§ What you are asked to do:
The expected answer is all of the entries, written out exactly.

§ Input data:
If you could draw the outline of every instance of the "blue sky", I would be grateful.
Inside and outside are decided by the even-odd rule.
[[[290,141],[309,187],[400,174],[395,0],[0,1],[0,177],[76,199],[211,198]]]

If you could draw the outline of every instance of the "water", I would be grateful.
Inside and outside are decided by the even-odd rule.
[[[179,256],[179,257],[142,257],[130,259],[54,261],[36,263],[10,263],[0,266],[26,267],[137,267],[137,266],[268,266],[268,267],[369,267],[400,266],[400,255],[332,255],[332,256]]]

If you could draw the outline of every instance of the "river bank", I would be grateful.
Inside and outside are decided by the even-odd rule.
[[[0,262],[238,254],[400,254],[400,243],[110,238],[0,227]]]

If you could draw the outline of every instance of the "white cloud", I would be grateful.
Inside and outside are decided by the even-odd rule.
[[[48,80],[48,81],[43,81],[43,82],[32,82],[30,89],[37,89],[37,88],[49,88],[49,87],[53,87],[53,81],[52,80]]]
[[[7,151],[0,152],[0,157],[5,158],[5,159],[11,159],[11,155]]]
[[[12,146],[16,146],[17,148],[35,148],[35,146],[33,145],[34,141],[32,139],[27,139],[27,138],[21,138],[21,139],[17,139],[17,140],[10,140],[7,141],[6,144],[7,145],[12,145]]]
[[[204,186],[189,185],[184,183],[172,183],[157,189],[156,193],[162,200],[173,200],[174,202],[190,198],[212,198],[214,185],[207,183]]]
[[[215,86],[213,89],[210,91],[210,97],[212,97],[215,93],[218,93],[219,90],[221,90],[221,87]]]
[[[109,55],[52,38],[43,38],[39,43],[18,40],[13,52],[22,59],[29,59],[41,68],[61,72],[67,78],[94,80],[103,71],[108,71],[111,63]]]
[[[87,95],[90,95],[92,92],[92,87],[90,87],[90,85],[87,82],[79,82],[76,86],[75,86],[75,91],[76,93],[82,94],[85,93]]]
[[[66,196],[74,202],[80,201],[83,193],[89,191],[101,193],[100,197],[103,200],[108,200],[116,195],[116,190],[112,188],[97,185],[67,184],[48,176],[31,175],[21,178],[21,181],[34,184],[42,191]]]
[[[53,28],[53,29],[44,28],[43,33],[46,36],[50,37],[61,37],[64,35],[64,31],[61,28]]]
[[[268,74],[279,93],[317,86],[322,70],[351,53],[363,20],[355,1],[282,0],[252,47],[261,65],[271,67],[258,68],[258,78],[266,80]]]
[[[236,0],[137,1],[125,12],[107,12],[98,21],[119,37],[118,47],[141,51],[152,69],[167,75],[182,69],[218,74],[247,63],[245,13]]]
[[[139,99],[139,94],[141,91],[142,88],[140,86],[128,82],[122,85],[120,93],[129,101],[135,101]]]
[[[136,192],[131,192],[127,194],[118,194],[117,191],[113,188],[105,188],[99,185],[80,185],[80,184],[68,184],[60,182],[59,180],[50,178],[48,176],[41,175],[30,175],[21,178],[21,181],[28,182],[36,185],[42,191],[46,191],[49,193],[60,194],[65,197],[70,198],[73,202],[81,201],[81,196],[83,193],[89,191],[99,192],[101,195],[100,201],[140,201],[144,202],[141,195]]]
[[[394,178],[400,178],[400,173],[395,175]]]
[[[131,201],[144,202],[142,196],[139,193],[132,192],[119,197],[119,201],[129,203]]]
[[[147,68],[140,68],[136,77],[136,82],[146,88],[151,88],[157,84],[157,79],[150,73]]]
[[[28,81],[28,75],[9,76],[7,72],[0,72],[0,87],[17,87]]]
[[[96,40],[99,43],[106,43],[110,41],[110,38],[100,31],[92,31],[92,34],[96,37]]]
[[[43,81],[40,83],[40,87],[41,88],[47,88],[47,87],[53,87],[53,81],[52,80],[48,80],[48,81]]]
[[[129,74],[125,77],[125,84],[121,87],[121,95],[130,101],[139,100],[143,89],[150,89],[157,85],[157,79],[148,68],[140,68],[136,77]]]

§ Solution:
If you could draw the outline of every instance of the "blue sky", I would be grateful.
Inside and outside are decided by the even-odd rule.
[[[290,141],[309,187],[400,174],[395,0],[0,1],[0,177],[76,199],[211,198]]]

If you could draw the outline of every instance of the "water", I would be grateful.
Inside and outside are decided by the even-odd rule.
[[[179,256],[179,257],[142,257],[130,259],[54,261],[36,263],[10,263],[0,266],[26,267],[137,267],[137,266],[268,266],[268,267],[369,267],[400,266],[400,255],[332,255],[332,256]]]

If you could draw the outline of every instance of the "river bank", I would be grateful.
Inside and outside are decided by the even-odd rule.
[[[0,262],[238,254],[400,254],[400,243],[110,238],[0,227]]]

If you could draw the outline of every instance of the "white cloud", I would be grateful.
Inside and outside are decided by the even-odd rule.
[[[48,80],[48,81],[43,81],[43,82],[32,82],[30,89],[37,89],[37,88],[49,88],[49,87],[53,87],[53,81],[52,80]]]
[[[7,151],[0,152],[0,157],[5,158],[5,159],[11,159],[11,155]]]
[[[12,146],[16,146],[17,148],[35,148],[35,146],[33,145],[34,141],[32,139],[27,139],[27,138],[21,138],[21,139],[17,139],[17,140],[10,140],[7,141],[6,144],[7,145],[12,145]]]
[[[204,186],[189,185],[184,183],[172,183],[157,189],[156,193],[162,200],[173,200],[174,202],[190,198],[212,198],[214,185],[207,183]]]
[[[215,86],[213,89],[210,91],[210,97],[212,97],[215,93],[218,93],[219,90],[221,90],[221,87]]]
[[[109,55],[52,38],[43,38],[39,43],[18,40],[13,52],[22,59],[29,59],[41,68],[61,72],[67,78],[94,80],[103,71],[108,71],[111,63]]]
[[[87,95],[90,95],[92,92],[92,87],[90,87],[90,85],[87,82],[79,82],[76,86],[75,86],[75,91],[76,93],[82,94],[85,93]]]
[[[66,196],[74,202],[80,201],[83,193],[89,191],[101,193],[100,197],[103,200],[108,200],[116,195],[116,190],[112,188],[97,185],[67,184],[48,176],[31,175],[21,178],[21,181],[34,184],[42,191]]]
[[[53,28],[53,29],[44,28],[43,33],[46,36],[50,37],[61,37],[64,35],[64,31],[61,28]]]
[[[268,74],[279,93],[317,86],[322,70],[351,53],[363,20],[355,1],[282,0],[252,47],[261,65],[271,67],[258,68],[258,78],[266,80]]]
[[[236,0],[137,1],[125,12],[107,12],[98,21],[119,37],[118,47],[141,51],[152,69],[167,75],[182,69],[218,74],[247,63],[245,13]]]
[[[139,99],[139,94],[141,91],[142,88],[140,86],[128,82],[122,85],[120,93],[129,101],[135,101]]]
[[[136,192],[131,192],[127,194],[118,194],[117,191],[113,188],[105,188],[99,185],[80,185],[80,184],[68,184],[60,182],[59,180],[50,178],[48,176],[41,175],[30,175],[21,178],[21,181],[28,182],[36,185],[42,191],[46,191],[49,193],[60,194],[65,197],[70,198],[73,202],[81,201],[81,196],[83,193],[89,191],[99,192],[101,195],[100,201],[140,201],[144,202],[141,195]]]
[[[394,178],[400,178],[400,173],[395,175]]]
[[[131,201],[144,202],[142,196],[139,193],[132,192],[119,197],[119,201],[129,203]]]
[[[147,68],[140,68],[136,77],[136,82],[146,88],[151,88],[157,84],[157,79],[150,73]]]
[[[28,81],[28,75],[9,76],[7,72],[0,72],[0,87],[17,87]]]
[[[96,40],[99,43],[106,43],[110,41],[110,38],[100,31],[92,31],[92,34],[96,37]]]
[[[43,81],[40,83],[40,87],[41,88],[47,88],[47,87],[53,87],[53,81],[52,80],[48,80],[48,81]]]
[[[129,74],[125,77],[125,84],[121,87],[121,95],[130,101],[139,100],[143,89],[150,89],[157,85],[157,79],[148,68],[140,68],[136,77]]]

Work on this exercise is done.